# TO BE DONE
Could you rewrite all of the rows below with "Please spot" swapped for "Please locate" at every occurrence, changing nothing else and leaving out the pictures?
[begin DATA FOR PROCESSING]
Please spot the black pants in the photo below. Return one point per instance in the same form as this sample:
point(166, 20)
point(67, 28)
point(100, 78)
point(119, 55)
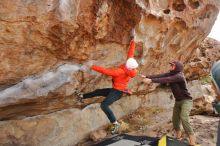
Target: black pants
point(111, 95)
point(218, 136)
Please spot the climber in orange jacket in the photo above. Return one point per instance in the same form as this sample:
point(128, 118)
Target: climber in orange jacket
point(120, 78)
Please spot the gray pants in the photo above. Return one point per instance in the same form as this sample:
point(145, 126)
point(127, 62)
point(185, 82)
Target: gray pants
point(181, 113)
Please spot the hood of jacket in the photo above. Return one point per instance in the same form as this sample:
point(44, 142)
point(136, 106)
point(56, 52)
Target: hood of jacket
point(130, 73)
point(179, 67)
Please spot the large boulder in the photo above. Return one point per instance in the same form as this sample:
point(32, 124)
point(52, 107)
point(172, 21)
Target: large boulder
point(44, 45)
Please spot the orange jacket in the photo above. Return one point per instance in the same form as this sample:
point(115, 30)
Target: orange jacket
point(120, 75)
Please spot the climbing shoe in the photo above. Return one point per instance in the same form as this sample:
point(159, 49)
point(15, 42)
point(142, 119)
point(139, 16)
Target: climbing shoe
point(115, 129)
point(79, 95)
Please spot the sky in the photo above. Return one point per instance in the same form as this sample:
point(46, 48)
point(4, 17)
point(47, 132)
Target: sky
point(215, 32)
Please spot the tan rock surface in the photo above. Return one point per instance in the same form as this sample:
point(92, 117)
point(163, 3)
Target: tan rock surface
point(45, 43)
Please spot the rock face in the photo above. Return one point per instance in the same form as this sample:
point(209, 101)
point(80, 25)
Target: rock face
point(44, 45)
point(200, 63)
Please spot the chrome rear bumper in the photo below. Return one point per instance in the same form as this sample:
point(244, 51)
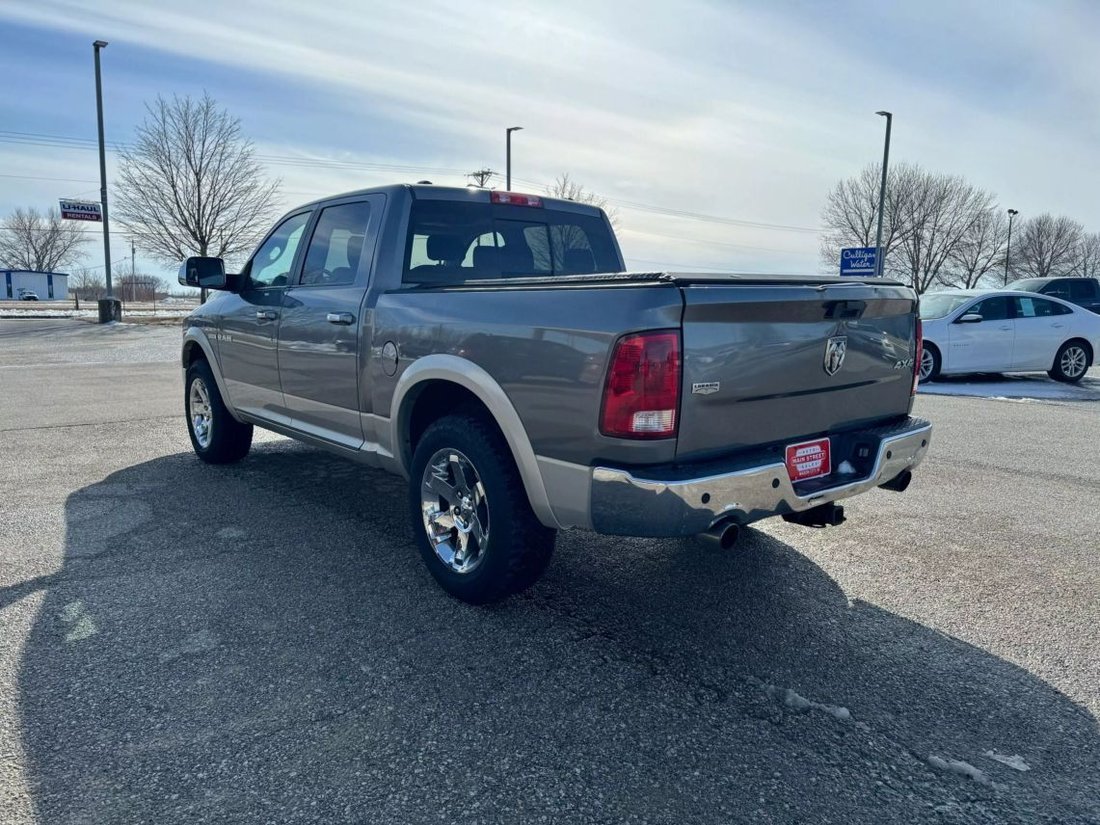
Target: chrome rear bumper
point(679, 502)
[end DATA FOR PROCESSING]
# EXERCISE OUTPUT
Please locate the black pants in the photo below. Return one point per instance in the same form as this sample:
point(166, 20)
point(67, 28)
point(100, 78)
point(119, 55)
Target: black pants
point(111, 95)
point(218, 136)
Please locate the climber in orange jacket in the photo above. Return one point per instance in the same form as this sample:
point(128, 118)
Target: climber in orange jacket
point(120, 78)
Please locate the gray pants in the photo above. Return one point per instance in the same form as this sample:
point(145, 126)
point(127, 62)
point(185, 82)
Target: gray pants
point(181, 113)
Please locate the hood of jacket in the photo above. Return one point per instance in the same form as this sample:
point(44, 142)
point(136, 106)
point(56, 52)
Target: hood of jacket
point(130, 73)
point(179, 67)
Please locate the large boulder in the photo above. Return one point per instance in the same form as this sample:
point(32, 124)
point(52, 107)
point(172, 21)
Target: large boulder
point(44, 45)
Please locate the orange jacket in the photo above. Return one point per instance in the same form as this sample:
point(115, 30)
Target: orange jacket
point(120, 75)
Please locate the climbing shoe in the photo above. Return one point per instance in the same form as this sample:
point(159, 49)
point(15, 42)
point(142, 119)
point(139, 16)
Target: climbing shoe
point(115, 129)
point(79, 95)
Please locate the sky in the photo above. Return one point per instance in the same form as this sample:
point(46, 48)
point(4, 17)
point(47, 132)
Target: sky
point(215, 32)
Please locate the tan rock surface in the photo above. Return one point per instance in the same form as this sample:
point(92, 117)
point(163, 3)
Target: tan rock surface
point(45, 43)
Please locate the rock face in the photo above. Return one point per instance in the same form as this sample:
point(209, 101)
point(80, 25)
Target: rock face
point(44, 45)
point(200, 63)
Please locate the chrome rear bumper in the photo below. Return one point per instance in the same form as this sample:
point(244, 51)
Target: chrome rear bumper
point(679, 502)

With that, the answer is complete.